L’autre grande innovation de Company Flow est d’ordre économique. Sa devise, « Independent as fuck », n’est pas un vain mot. Où l’on en revient au Wu-Tang Clan et à leur incroyable OPA sur l’industrie du disque, qui semblait jusqu’ici insurpassable (pour mémoire, le parrain de la tribu, RZA, avait signé un contrat sans précédent chez Loud Records permettant aux huit MC’s du Clan de signer chez la concurrence pour leurs albums solo). Depuis, au mieux, les artistes pouvaient tenter de suivre leur exemple en forçant la main des majors IAM, en France, a bien retenu la leçon , au pire les petits nouveaux se heurtaient au verrouillage d’une industrie ayant juré de ne pas se faire couillonner deux fois. Company Flow fait mieux en ouvrant tout grand le pont-levis à un underground en effervescence, dont la nouvelle vague ne devrait pas tarder à déferler via une nuée de labels indépendants récemment constitués tels Fondl’em ou Fat Beats. « Il y a une excitation dans l’air à New York, une foule d’excellents groupes arrivent, comme Arsonists, Non Fiction, Juggaknots, Scientists Of Life… », assure Big-Juss.

— DONNÉES EXTRAITES —

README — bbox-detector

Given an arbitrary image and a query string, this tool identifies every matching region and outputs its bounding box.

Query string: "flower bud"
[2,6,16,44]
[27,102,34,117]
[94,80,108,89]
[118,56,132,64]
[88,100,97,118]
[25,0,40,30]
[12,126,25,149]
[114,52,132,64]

— CONSIGNE —
Répondez brièvement à ces questions sur l'extrait consacré à Company Flow.
1. Quelle est la devise de Company Flow ?
2. Chez quelle maison de disques RZA a-t-il signé son contrat ?
3. Quels labels indépendants récemment constitués sont nommés ?

— CORRIGÉ —
1. « Independent as fuck ».
2. Chez Loud Records.
3. Fondl'em et Fat Beats.